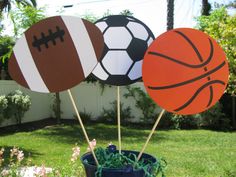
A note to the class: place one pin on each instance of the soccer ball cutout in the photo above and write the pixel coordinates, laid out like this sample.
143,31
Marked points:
126,41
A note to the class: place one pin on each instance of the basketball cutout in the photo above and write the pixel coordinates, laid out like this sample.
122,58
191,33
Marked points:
56,54
185,71
126,41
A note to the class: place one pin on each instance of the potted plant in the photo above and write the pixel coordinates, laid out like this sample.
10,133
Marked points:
124,164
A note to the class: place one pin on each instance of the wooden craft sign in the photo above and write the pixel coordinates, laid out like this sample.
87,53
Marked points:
185,71
56,54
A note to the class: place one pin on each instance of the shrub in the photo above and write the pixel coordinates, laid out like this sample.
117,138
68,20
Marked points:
18,104
3,106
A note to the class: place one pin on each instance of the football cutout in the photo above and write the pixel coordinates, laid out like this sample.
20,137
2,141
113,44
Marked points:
126,41
185,71
56,54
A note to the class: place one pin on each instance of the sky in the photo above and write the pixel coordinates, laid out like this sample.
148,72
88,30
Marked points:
151,12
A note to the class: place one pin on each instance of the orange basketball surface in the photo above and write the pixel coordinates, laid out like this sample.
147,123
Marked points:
185,71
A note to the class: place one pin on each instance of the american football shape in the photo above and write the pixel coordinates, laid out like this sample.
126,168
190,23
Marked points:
56,54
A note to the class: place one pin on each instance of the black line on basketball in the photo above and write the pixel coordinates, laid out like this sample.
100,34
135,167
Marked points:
186,64
197,92
189,81
191,43
211,96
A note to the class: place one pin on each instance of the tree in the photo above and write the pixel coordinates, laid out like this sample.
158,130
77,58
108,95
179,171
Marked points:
7,4
170,14
206,7
221,26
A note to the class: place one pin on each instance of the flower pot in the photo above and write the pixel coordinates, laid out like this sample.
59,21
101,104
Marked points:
90,169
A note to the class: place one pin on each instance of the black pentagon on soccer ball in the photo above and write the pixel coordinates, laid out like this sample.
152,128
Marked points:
118,80
117,20
137,49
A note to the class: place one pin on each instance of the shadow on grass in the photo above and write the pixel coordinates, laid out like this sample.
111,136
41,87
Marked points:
72,133
28,155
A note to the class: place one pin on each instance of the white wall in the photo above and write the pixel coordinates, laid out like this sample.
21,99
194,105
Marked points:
88,97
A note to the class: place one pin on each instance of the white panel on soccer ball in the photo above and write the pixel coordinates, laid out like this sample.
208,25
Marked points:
100,73
136,71
117,62
150,41
102,26
138,30
117,38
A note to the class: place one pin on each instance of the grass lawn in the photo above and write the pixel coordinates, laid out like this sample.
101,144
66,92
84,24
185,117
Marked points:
193,153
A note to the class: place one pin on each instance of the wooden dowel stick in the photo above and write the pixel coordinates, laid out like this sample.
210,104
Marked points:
82,126
118,118
151,133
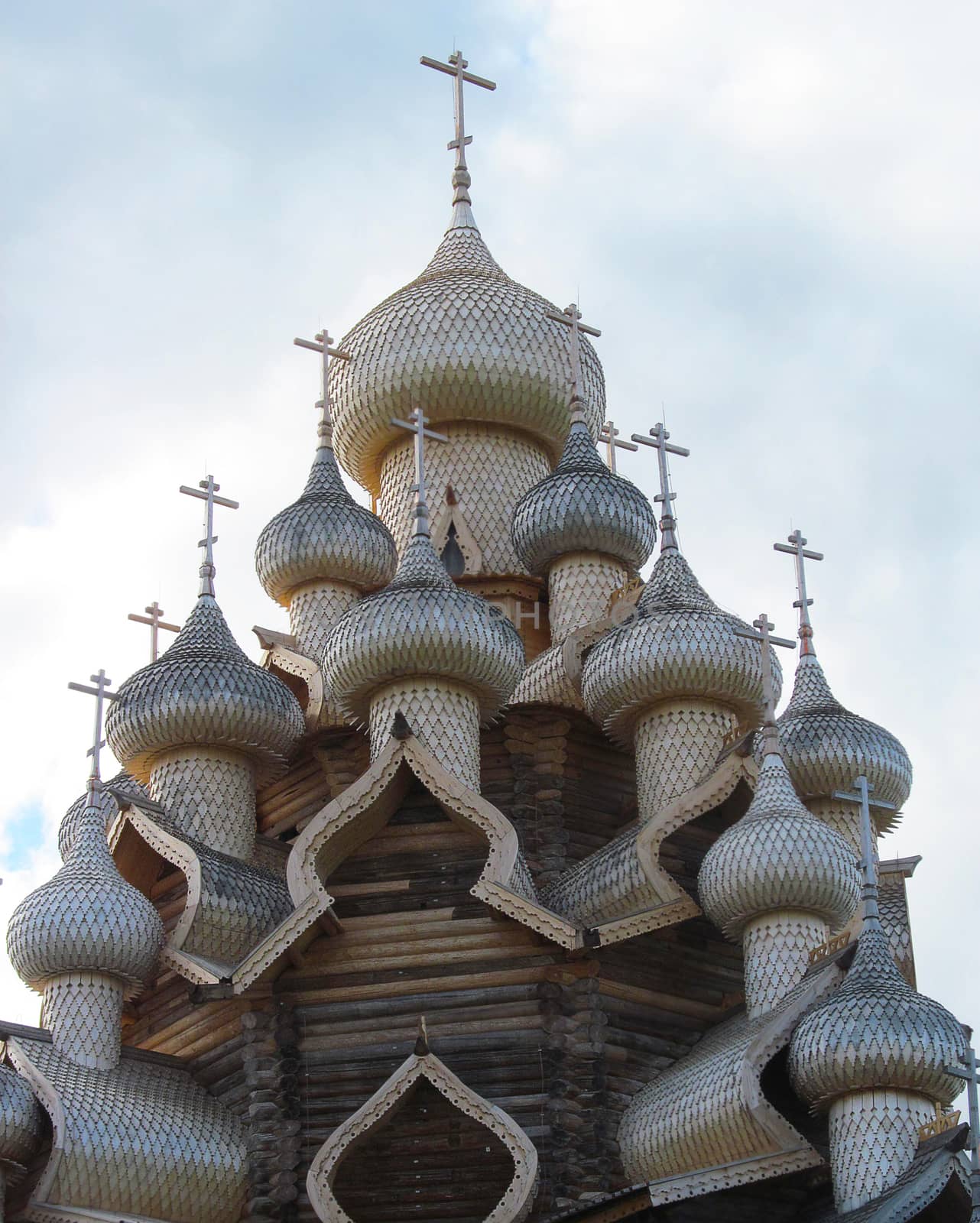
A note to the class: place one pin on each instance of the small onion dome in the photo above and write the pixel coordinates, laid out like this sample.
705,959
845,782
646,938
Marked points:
422,624
778,856
324,536
677,644
87,919
470,344
582,507
203,690
875,1031
20,1119
104,801
825,746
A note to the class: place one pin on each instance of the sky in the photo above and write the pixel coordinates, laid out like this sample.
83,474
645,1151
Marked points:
768,209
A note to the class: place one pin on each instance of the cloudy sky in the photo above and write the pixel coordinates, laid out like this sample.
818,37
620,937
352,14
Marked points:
770,211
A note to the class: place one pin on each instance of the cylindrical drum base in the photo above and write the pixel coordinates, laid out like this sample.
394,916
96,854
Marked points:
313,611
777,951
579,590
442,715
83,1013
211,795
677,746
874,1137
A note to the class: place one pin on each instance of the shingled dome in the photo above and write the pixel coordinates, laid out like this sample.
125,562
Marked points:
422,624
205,690
582,507
678,644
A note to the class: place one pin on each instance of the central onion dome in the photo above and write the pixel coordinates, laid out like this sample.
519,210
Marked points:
422,624
323,536
86,919
469,344
582,507
206,691
678,644
778,856
826,746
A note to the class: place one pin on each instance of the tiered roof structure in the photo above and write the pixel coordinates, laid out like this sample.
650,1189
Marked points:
497,890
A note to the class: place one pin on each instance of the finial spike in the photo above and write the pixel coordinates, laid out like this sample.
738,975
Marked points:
658,436
416,425
797,548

------

**What you will do**
Go through the listing above and return each line that includes the word "football".

**Answer space**
A note to the class: place one pin on each instance of the football cutout in the photo above and write the pixel coordinates, laid out like this sample.
A note to the class: place one pin on each instance of the american football shape in the photo above and write the pixel coordinates, laid out like this sample.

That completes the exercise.